Task to complete: Put every line of the records below into a numbered list, and leave out any blank lines.

Given data:
---

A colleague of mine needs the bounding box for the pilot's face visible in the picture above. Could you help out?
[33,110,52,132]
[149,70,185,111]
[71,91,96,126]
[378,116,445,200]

---

Output for this task:
1. A colleague of mine needs the bounding box for the pilot's face visible in the picture above. Could you help out?
2. [33,110,52,132]
3. [149,70,185,111]
4. [71,91,96,126]
5. [378,116,445,200]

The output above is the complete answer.